- [STATED EXERCISE]
Answer these questions using the themes section below.
(a) Who coined the word "genocide," and in what year?
(b) Which two developments does the section call the second attempt at building international institutions to prevent war?
(c) What three traditional issues was WWI largely about?

VIII. Themes and Takeaways
Theme 1: The Two Wars Are One Conflict
The unifying argument of this unit. WWI did not end in 1918; it paused on terms that guaranteed WWII. The Treaty of Versailles humiliated Germany, the League of Nations failed, the Russian Revolution produced a hostile communist state, and the Great Depression discredited democratic capitalism. These accumulated failures produced the totalitarian regimes that started WWII. Maria should be able to trace this causal chain in her sleep.
Theme 2: Industrial War Is Total War
WWI introduced industrial mass warfare; WWII completed it. Civilians became targets (firebombing, atomic bombs, deliberate famine). Entire economies were mobilized for war production. Propaganda mobilized national populations. The line between front and home dissolved. Modern war became something qualitatively different from earlier conflict.
Theme 3: Ideology Drives the Twentieth Century
WWI was largely about traditional issues: territory, alliances, prestige. WWII was about ideology: fascism vs. liberal democracy vs. communism. The interwar period was the testing ground where ideologies competed for the loyalty of frightened populations. Liberal democracy nearly lost. Maria should understand that the twentieth century is the century of competing political ideologies, each claiming a complete answer to the human condition.
Theme 4: The Failure of International Institutions
The League of Nations was the first major attempt to build international institutions to prevent war. It failed. The Nuremberg Trials and the United Nations represent the second attempt, built on lessons learned. Maria should be able to evaluate both the importance and the limits of international institutions in preventing aggression.
Theme 5: Totalitarianism as a New Political Form
Totalitarianism is qualitatively different from older authoritarianism. It claims absolute control over every domain of human life. It mobilizes mass populations through ideology and propaganda. It uses modern technology to project the leader's image and to surveil and terrorize the population. It justifies any cruelty in the name of higher goals. Stalin, Hitler, Mussolini, and the Japanese militarists all built such regimes. Maria should be able to identify their common features and their important differences.
Theme 6: Genocide Becomes a Recognized Category
The word genocide was coined in 1944 by Raphael Lemkin specifically to describe what the Nazis were doing to the Jews. The Holocaust forced international law to recognize this category as a distinct crime. The Armenian Genocide of WWI had foreshadowed this development; later genocides in Cambodia, Rwanda, and Bosnia would draw on the same categories. Maria should treat the Holocaust as the central, but not the only, case of genocide in this era.

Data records
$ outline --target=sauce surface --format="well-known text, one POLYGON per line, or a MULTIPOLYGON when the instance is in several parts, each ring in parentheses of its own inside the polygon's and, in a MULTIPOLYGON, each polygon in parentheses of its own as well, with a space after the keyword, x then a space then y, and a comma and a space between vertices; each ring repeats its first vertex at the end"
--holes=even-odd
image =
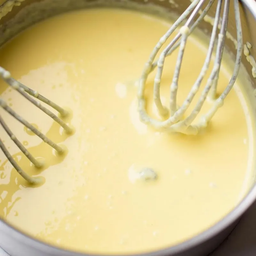
MULTIPOLYGON (((214 224, 237 204, 252 175, 249 149, 254 143, 252 128, 247 125, 252 120, 245 114, 248 109, 238 96, 239 81, 237 93, 231 91, 203 134, 156 132, 139 120, 136 80, 170 25, 132 11, 84 10, 36 24, 2 48, 0 66, 24 84, 71 108, 72 118, 66 121, 76 129, 68 136, 0 82, 1 97, 14 110, 68 150, 65 157, 56 155, 0 109, 17 138, 45 161, 42 169, 32 166, 0 127, 1 139, 20 166, 45 179, 41 186, 29 186, 0 152, 2 218, 62 248, 131 253, 183 242, 214 224), (157 179, 134 179, 144 167, 153 169, 157 179)), ((178 104, 196 79, 206 47, 189 37, 178 104)), ((161 92, 166 103, 177 54, 165 64, 161 92)), ((220 92, 230 76, 221 71, 220 92)), ((147 93, 152 102, 154 76, 150 77, 147 93)), ((156 116, 152 105, 148 111, 156 116)), ((203 112, 211 106, 206 103, 203 112)))

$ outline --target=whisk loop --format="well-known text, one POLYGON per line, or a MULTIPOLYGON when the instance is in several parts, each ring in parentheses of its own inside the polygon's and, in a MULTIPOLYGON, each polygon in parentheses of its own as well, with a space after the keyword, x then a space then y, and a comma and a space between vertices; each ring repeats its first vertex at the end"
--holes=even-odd
POLYGON ((227 33, 229 4, 229 0, 194 0, 166 34, 160 38, 150 54, 148 60, 145 64, 139 80, 137 95, 138 108, 140 117, 142 122, 156 130, 164 130, 168 132, 179 132, 188 134, 196 134, 201 129, 207 126, 218 109, 223 105, 224 100, 234 85, 237 77, 241 64, 243 48, 238 1, 234 0, 237 41, 236 60, 233 74, 228 84, 220 95, 216 99, 219 75, 227 33), (177 96, 179 78, 188 37, 198 23, 205 17, 215 1, 217 1, 218 2, 209 47, 205 61, 196 80, 192 86, 186 99, 180 107, 177 107, 177 96), (207 2, 208 4, 206 7, 202 10, 203 5, 207 2), (220 12, 222 6, 223 14, 221 19, 220 12), (198 14, 200 14, 198 18, 195 21, 196 16, 198 14), (179 32, 161 53, 159 59, 155 60, 156 55, 164 44, 186 19, 187 21, 185 25, 181 27, 179 32), (212 70, 196 106, 190 114, 182 120, 182 117, 198 92, 202 81, 209 69, 219 25, 220 28, 218 36, 212 70), (160 86, 162 74, 166 58, 179 47, 179 50, 177 61, 170 85, 169 106, 168 109, 163 105, 160 97, 160 86), (149 74, 156 68, 157 69, 154 81, 154 100, 159 115, 164 117, 168 117, 164 121, 151 118, 147 114, 146 110, 147 101, 144 92, 147 80, 149 74), (209 92, 211 92, 210 97, 214 101, 213 106, 208 113, 201 116, 197 123, 192 124, 198 115, 209 92))
MULTIPOLYGON (((29 96, 29 95, 41 101, 44 102, 56 110, 60 113, 61 116, 64 117, 68 116, 69 114, 68 111, 58 106, 49 100, 42 96, 39 94, 38 92, 30 89, 15 80, 12 77, 10 72, 1 67, 0 67, 0 76, 10 86, 16 90, 21 95, 29 100, 32 103, 43 111, 46 115, 51 117, 54 121, 58 123, 63 128, 64 130, 68 134, 72 134, 74 132, 74 128, 68 125, 62 120, 58 117, 53 113, 49 110, 46 108, 42 106, 39 101, 36 100, 31 98, 29 96)), ((41 139, 45 142, 47 143, 52 148, 54 148, 59 154, 62 154, 64 153, 65 150, 65 149, 52 141, 41 132, 38 130, 23 118, 22 116, 17 114, 11 108, 8 106, 5 101, 1 98, 0 98, 0 106, 26 127, 29 129, 34 133, 41 139)), ((36 167, 37 168, 42 167, 44 165, 44 163, 42 161, 39 161, 37 160, 32 156, 22 145, 20 141, 16 138, 15 135, 12 133, 1 116, 0 116, 0 124, 5 130, 11 139, 13 141, 21 152, 22 152, 29 161, 36 167)), ((39 177, 30 177, 27 174, 21 169, 10 155, 1 139, 0 139, 0 148, 1 148, 1 149, 5 155, 6 157, 13 167, 24 179, 29 183, 33 184, 37 184, 41 182, 41 180, 39 177)))

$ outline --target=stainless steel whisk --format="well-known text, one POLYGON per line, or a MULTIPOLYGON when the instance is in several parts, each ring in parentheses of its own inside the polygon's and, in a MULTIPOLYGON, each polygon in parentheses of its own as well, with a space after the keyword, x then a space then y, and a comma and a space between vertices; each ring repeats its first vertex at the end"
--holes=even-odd
POLYGON ((236 60, 233 73, 229 83, 217 99, 215 99, 219 73, 227 32, 230 1, 230 0, 192 0, 188 8, 160 38, 151 53, 148 61, 145 65, 139 81, 137 97, 140 118, 144 123, 158 130, 196 134, 200 129, 206 127, 219 108, 223 105, 224 100, 233 87, 237 77, 240 66, 243 45, 238 0, 233 0, 237 41, 236 60), (196 82, 192 86, 186 98, 181 106, 177 107, 177 95, 179 78, 188 37, 198 23, 205 17, 215 1, 217 2, 217 8, 209 46, 205 61, 196 82), (203 5, 206 3, 206 7, 202 10, 203 5), (223 12, 222 17, 221 18, 222 7, 223 7, 223 12), (200 15, 196 20, 195 17, 198 14, 199 14, 200 15), (164 49, 159 59, 155 60, 157 54, 167 39, 187 19, 185 25, 181 27, 179 32, 164 49), (197 92, 203 79, 209 68, 219 28, 220 31, 217 40, 213 69, 195 107, 188 117, 182 120, 182 117, 197 92), (179 47, 178 59, 170 86, 171 95, 169 108, 168 109, 163 105, 160 98, 160 89, 162 73, 165 58, 179 47), (147 101, 144 91, 147 80, 149 74, 156 68, 157 70, 154 80, 154 100, 159 114, 162 116, 165 117, 166 120, 164 121, 159 121, 151 117, 147 113, 146 109, 147 101), (210 92, 210 96, 214 100, 214 103, 208 112, 201 117, 197 123, 192 124, 192 122, 198 115, 209 92, 210 92))
MULTIPOLYGON (((31 103, 52 117, 54 121, 59 124, 67 133, 71 134, 74 132, 73 128, 67 125, 63 121, 59 118, 52 112, 42 106, 40 101, 35 100, 30 97, 29 95, 37 99, 42 102, 46 103, 53 108, 58 111, 62 117, 67 116, 69 114, 68 111, 64 109, 51 100, 39 94, 37 92, 28 88, 14 79, 11 77, 11 74, 9 71, 1 67, 0 67, 0 76, 11 87, 16 90, 31 103)), ((11 108, 9 107, 4 101, 1 98, 0 98, 0 106, 20 123, 29 129, 34 133, 41 138, 44 142, 54 148, 59 154, 61 154, 64 153, 65 150, 64 149, 52 141, 37 129, 18 115, 11 108)), ((44 163, 36 159, 28 152, 12 133, 1 116, 0 116, 0 124, 2 125, 11 139, 30 162, 37 167, 42 167, 44 163)), ((22 170, 8 152, 1 138, 0 138, 0 148, 13 167, 24 179, 29 183, 32 184, 37 184, 41 182, 41 180, 40 178, 31 177, 22 170)))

- [SOLUTION BELOW]
(a) Raphael Lemkin, in 1944.
(b) The Nuremberg Trials and the United Nations.
(c) Territory, alliances, and prestige.